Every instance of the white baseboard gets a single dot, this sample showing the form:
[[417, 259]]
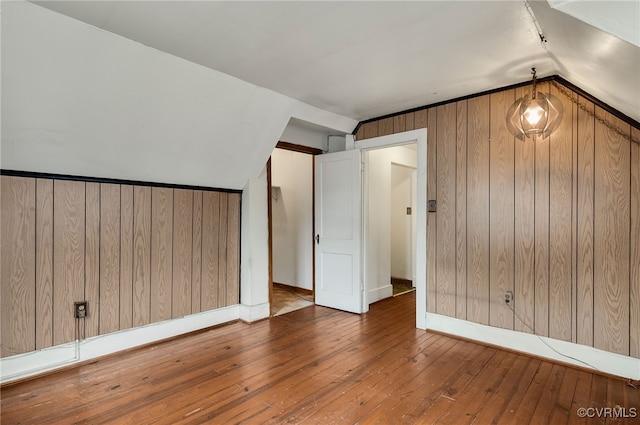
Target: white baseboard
[[48, 359], [252, 313], [380, 293], [553, 349]]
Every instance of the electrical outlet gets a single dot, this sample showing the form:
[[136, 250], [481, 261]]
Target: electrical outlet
[[508, 297], [80, 309]]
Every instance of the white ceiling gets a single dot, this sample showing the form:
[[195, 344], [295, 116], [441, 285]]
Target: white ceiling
[[366, 59]]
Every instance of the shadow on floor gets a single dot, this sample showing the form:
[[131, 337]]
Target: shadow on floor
[[285, 300]]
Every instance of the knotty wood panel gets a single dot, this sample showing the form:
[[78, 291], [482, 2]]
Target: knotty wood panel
[[461, 210], [68, 256], [421, 118], [560, 224], [584, 237], [369, 130], [611, 238], [385, 126], [541, 201], [329, 382], [196, 266], [409, 121], [222, 251], [233, 249], [501, 177], [109, 258], [557, 190], [210, 257], [634, 278], [161, 252], [141, 255], [18, 284], [71, 241], [182, 251], [524, 231], [478, 203], [92, 260], [399, 123], [446, 217], [126, 256], [44, 263]]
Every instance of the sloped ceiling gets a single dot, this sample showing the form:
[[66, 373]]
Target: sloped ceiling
[[367, 59]]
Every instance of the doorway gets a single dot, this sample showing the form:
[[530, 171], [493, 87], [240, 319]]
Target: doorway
[[388, 211], [402, 209], [417, 138], [291, 227]]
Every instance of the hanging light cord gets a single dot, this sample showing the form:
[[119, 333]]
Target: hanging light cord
[[534, 79], [574, 99]]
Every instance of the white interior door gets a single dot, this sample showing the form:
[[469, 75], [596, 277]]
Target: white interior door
[[338, 228]]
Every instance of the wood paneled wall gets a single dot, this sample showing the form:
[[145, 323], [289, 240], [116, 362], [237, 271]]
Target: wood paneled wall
[[137, 254], [556, 220]]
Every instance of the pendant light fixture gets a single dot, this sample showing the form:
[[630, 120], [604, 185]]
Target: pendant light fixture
[[537, 114]]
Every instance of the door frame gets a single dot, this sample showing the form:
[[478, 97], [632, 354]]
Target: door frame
[[310, 151], [419, 137]]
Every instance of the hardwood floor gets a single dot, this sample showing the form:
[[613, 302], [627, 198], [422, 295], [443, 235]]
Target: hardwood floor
[[319, 366]]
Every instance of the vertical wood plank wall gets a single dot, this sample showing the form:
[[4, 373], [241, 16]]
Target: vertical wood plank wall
[[137, 254], [555, 220]]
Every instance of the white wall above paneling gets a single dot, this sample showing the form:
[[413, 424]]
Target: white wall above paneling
[[365, 59], [83, 101]]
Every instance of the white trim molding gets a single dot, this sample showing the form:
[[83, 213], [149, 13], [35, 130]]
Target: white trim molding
[[553, 349], [48, 359], [252, 313]]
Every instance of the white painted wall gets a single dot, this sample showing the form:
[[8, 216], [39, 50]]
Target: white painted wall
[[377, 266], [292, 218], [79, 100], [254, 250]]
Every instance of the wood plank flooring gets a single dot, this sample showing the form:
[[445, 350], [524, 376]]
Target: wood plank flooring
[[319, 366]]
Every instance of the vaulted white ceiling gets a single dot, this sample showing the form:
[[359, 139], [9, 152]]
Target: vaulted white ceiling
[[366, 59]]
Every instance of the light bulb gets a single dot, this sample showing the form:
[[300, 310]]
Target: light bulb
[[533, 115]]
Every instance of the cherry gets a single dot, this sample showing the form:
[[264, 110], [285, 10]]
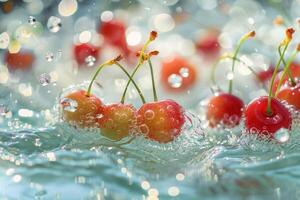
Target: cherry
[[224, 108], [114, 33], [84, 114], [178, 66], [22, 60], [258, 120], [117, 121], [208, 45], [291, 94], [83, 51], [161, 121]]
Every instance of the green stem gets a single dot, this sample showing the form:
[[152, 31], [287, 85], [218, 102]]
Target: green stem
[[289, 73], [133, 82], [269, 109], [285, 71], [233, 62], [153, 81], [127, 85], [88, 93]]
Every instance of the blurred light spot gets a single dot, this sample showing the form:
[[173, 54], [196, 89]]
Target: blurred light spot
[[17, 178], [207, 4], [35, 7], [107, 16], [85, 37], [67, 7], [25, 113], [164, 22], [4, 74], [145, 185], [153, 192], [14, 46], [25, 89], [51, 156], [173, 191], [133, 37], [180, 177]]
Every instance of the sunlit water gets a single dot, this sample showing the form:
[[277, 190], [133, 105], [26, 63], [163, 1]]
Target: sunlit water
[[53, 160]]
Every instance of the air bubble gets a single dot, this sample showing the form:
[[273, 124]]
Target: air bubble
[[45, 79], [90, 61], [49, 56], [69, 104], [149, 114], [184, 72], [175, 81], [54, 24], [282, 135], [31, 20]]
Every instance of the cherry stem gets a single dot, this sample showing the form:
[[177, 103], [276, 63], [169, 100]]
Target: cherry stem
[[88, 93], [213, 79], [153, 81], [285, 71], [133, 82], [288, 69], [242, 40], [140, 62], [269, 109]]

☆ ☆ ☆

**Work item:**
Your answer should be the lines of the listing above between the line holding "Target: blurred light spot" and the line holding "[[273, 124]]", inclusive, restated word for word and alone.

**Answer below:**
Target: blurred light spot
[[17, 178], [207, 4], [35, 7], [107, 16], [85, 37], [67, 7], [25, 113], [164, 22], [4, 74], [145, 185], [153, 192], [14, 46], [25, 89], [51, 156], [173, 191], [133, 37], [180, 177]]
Every instance of the sunlit water gets a single dot, this sample showing the form:
[[277, 190], [133, 105], [26, 63], [163, 1]]
Target: sunlit water
[[53, 160]]
Every instance of the air bubble gets a single dot, this sample showing the form:
[[273, 124]]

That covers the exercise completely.